## Aim of the exercise
Line count for the string "whole": give the number of lines in the data below that contain it, and nothing more.

━━━━━ Records supplied

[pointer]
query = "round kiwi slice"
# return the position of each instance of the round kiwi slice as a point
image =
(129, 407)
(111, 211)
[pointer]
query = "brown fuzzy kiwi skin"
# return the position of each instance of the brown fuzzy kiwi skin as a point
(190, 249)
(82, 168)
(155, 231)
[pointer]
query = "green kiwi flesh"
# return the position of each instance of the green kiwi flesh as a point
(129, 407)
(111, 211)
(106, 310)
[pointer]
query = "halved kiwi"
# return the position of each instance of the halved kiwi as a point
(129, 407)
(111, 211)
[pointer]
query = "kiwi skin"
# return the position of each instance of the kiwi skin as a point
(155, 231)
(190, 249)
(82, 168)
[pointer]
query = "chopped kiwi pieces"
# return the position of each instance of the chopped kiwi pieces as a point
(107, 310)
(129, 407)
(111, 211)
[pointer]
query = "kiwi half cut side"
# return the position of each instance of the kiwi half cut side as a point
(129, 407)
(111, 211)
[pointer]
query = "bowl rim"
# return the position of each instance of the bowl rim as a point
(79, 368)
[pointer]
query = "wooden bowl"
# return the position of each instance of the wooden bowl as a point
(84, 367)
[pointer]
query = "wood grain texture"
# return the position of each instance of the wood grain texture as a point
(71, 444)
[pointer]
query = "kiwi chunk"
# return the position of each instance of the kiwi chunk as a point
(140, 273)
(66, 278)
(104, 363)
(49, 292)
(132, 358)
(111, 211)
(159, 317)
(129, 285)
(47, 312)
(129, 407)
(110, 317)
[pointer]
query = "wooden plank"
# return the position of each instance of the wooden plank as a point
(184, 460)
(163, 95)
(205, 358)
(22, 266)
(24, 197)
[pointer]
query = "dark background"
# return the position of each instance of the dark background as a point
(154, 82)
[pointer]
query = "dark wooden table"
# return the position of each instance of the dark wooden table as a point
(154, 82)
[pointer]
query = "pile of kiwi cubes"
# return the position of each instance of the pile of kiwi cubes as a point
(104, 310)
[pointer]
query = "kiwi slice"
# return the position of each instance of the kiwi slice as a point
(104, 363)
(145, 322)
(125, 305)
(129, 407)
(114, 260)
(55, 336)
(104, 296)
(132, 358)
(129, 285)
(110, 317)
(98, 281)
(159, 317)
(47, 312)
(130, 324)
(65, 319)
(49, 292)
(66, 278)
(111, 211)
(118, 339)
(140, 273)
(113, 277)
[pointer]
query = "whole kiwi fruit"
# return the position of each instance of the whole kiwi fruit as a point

━━━━━━━━━━

## Answer for this exercise
2